▶ Task prompt:
Locate every line in the listing that contains the word "green", and copy each of those lines.

▶ Extracted entries:
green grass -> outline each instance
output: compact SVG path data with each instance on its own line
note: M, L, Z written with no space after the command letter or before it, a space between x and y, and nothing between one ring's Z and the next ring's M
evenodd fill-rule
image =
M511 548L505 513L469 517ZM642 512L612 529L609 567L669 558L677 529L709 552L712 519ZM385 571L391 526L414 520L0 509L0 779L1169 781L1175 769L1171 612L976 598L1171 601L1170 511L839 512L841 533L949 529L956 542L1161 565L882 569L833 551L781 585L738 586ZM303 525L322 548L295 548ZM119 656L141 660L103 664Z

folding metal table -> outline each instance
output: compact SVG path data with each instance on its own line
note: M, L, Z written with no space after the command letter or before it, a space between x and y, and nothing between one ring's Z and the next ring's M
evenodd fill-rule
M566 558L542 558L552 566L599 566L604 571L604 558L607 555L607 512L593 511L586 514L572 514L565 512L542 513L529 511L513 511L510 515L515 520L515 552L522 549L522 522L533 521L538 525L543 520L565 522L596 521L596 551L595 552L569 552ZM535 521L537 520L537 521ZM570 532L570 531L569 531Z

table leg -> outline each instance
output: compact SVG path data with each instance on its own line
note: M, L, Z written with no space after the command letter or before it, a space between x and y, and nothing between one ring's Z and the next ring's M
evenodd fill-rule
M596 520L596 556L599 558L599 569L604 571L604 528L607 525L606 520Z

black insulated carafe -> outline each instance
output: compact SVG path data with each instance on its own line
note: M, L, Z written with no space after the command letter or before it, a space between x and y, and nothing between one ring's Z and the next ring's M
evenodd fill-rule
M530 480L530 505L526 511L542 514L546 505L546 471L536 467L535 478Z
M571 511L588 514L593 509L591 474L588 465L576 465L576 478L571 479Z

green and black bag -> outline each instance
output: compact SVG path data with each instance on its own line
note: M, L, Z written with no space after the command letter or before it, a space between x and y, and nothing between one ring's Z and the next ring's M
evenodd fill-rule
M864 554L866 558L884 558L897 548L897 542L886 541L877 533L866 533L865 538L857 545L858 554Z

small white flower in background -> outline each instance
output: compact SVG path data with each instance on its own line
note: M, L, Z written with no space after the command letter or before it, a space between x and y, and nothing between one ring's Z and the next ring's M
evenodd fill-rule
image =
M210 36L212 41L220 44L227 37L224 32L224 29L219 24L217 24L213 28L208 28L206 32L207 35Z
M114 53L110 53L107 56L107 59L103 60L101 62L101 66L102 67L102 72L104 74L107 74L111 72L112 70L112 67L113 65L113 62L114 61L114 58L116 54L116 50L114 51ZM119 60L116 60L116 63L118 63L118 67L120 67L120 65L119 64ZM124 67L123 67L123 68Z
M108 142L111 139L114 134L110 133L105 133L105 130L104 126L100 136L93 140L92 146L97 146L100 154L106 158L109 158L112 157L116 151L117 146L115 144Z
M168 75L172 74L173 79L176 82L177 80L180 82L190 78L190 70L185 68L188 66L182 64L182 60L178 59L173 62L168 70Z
---
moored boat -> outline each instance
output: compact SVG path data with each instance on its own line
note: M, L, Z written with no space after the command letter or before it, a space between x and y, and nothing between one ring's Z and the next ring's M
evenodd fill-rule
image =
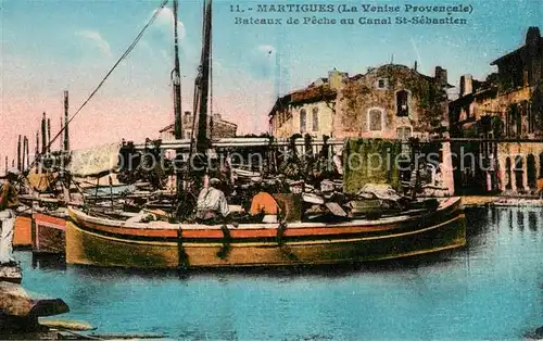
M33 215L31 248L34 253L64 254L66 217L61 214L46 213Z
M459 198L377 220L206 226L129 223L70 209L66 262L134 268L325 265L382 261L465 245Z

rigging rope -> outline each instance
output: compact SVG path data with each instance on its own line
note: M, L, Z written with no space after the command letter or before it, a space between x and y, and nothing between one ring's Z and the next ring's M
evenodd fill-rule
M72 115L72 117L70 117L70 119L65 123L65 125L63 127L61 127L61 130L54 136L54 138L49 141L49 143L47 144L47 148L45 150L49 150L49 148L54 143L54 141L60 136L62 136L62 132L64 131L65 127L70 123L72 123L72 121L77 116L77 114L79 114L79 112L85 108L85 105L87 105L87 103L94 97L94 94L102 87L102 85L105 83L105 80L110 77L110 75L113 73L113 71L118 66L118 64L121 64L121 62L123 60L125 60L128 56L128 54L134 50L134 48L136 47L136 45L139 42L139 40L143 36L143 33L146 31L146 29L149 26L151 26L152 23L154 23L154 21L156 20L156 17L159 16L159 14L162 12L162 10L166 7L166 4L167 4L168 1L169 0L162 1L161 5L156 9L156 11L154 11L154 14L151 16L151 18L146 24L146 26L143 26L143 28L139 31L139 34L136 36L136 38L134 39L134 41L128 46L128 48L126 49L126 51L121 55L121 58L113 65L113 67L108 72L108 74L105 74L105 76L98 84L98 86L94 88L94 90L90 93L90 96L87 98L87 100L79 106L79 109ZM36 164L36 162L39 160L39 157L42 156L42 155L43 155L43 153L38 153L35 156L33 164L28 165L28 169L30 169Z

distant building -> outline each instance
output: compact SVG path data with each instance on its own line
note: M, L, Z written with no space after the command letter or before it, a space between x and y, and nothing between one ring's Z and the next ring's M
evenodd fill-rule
--
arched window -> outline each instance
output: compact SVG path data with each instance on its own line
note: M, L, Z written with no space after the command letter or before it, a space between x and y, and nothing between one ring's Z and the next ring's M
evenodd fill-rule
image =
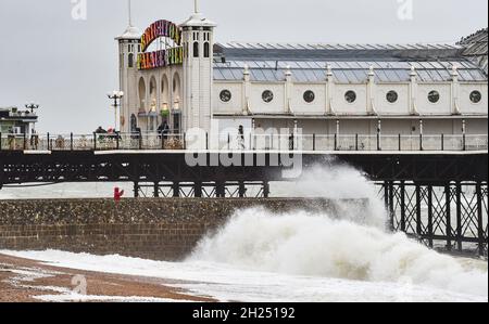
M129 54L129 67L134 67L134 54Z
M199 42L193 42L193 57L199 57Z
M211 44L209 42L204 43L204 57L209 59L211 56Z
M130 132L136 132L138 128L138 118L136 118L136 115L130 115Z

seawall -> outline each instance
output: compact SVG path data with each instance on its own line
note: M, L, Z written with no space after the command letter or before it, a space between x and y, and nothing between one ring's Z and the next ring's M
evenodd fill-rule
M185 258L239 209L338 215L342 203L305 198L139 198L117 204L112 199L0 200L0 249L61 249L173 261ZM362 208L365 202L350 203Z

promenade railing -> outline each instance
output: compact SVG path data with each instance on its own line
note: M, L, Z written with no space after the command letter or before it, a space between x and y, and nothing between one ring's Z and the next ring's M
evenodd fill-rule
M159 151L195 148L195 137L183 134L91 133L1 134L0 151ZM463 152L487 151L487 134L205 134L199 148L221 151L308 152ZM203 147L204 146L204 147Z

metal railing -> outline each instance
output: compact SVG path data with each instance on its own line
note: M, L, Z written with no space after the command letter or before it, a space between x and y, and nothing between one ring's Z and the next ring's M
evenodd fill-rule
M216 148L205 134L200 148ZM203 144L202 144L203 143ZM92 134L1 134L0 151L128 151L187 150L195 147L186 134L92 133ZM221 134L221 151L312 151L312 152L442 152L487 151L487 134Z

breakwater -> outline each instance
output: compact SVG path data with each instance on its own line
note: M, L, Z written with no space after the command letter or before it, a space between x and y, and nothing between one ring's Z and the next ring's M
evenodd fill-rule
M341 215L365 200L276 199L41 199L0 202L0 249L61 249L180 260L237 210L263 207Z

▶ Written solution:
green grass -> outline each instance
green and black bag -> outline each instance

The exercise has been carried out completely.